[START OF LISTING]

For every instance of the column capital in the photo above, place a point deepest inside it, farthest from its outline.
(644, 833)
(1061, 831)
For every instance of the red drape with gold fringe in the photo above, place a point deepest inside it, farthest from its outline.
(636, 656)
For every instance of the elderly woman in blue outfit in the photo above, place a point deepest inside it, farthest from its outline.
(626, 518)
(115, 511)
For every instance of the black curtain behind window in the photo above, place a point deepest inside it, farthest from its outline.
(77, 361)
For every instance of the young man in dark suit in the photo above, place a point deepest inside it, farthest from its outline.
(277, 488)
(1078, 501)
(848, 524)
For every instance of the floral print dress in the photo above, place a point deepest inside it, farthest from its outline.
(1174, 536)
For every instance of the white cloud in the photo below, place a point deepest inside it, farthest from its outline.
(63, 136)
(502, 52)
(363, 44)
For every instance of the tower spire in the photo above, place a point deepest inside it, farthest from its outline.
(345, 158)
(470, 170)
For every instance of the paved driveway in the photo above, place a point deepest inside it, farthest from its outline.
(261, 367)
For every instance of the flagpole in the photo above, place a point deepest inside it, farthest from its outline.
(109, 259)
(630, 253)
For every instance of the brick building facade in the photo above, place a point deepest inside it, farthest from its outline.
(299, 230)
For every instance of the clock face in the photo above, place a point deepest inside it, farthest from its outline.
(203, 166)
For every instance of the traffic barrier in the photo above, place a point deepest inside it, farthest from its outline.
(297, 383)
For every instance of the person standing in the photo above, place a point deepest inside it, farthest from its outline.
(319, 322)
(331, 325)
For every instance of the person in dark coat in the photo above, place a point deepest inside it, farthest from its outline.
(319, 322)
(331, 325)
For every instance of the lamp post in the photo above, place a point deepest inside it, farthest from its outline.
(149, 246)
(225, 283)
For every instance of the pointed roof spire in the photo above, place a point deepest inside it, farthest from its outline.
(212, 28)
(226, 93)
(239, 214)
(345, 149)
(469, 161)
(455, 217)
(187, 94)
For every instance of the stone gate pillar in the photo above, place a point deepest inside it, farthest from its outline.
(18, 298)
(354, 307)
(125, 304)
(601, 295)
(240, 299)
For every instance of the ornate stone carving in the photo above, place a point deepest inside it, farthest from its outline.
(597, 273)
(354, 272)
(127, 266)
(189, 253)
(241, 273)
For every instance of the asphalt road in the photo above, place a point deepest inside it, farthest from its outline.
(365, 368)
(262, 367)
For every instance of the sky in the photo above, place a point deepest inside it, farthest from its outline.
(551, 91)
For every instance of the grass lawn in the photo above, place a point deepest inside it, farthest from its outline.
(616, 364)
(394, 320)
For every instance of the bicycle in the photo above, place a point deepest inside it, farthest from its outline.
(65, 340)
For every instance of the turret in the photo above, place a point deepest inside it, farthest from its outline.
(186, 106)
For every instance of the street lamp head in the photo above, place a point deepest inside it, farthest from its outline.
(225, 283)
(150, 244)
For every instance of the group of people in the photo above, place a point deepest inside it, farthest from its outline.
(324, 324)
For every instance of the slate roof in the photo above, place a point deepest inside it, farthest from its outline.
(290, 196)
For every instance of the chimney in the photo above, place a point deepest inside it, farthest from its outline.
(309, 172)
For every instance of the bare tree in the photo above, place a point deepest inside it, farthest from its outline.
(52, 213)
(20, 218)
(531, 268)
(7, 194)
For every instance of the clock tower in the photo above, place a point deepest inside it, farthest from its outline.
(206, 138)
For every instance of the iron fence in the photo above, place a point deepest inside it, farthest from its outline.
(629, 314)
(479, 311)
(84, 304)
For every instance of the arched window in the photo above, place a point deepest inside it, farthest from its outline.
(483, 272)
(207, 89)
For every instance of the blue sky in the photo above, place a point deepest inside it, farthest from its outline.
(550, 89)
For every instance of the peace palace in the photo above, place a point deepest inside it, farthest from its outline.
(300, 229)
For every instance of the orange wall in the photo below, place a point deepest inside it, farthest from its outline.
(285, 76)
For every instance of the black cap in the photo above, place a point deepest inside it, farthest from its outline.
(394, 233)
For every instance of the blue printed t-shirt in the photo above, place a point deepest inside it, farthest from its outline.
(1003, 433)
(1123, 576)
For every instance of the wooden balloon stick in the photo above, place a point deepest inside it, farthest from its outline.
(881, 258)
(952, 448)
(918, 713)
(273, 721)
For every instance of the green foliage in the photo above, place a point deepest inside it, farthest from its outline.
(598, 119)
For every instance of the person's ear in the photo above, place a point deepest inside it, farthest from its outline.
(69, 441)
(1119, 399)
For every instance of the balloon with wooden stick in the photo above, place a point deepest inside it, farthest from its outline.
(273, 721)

[END OF LISTING]

Starting at the line that contains "For every instance of the slate", repeat each line exactly through the last one in the listing. Include both of those lines and nothing more.

For every instance of the slate roof in the photo above, place a point deepest inside it, farthest from its outline.
(290, 196)
For every instance of the chimney in the photo above, place a point deepest inside it, farthest from its outline.
(309, 172)
For every instance of the bare tree in the photo above, place a point deepest inside it, farthest from its outline.
(52, 213)
(20, 218)
(531, 268)
(7, 194)
For every instance of the clock tower in the photo above, place a point deepest inside it, farthest from its outline.
(206, 138)
For every instance of the iron fence in the photo above, place a point deepest inside it, farthest from its outline.
(629, 314)
(479, 311)
(84, 304)
For every instance of the arched window in the photo above, place a point deepest inside it, farthest from its outline.
(483, 272)
(207, 89)
For every instance of the blue sky in the photo above, place a point deepest inside it, farthest from its outline.
(550, 89)
For every instance of the peace palace in the photo above, place a point deepest inside it, farthest from its outline.
(300, 229)
For every instance of the orange wall in the photo below, place a point deepest inside it, farthest from its outline.
(285, 76)
For every instance of the black cap in the photo above, place a point deepest inside it, farthest from its outline.
(394, 233)
For every instance of the blue printed t-shirt in the photo above, place a point deepest inside it, farthest from its outline.
(1003, 433)
(1123, 576)
For every instance of the wooden balloon stick in the photo above, place a point deepest inside it, farthest from its outline.
(881, 258)
(952, 448)
(918, 713)
(273, 721)
For every instance of the green foliage in the photo above, place a point deepest inside it, farthest from its outline.
(598, 119)
For every instance of the person's ear in the photo above, place a point deepest inside it, farthest from its outline.
(69, 441)
(1119, 399)
For every instance of the balloon with wooden stick in the photo above, place a point deepest inside it, farthest from its outline.
(273, 721)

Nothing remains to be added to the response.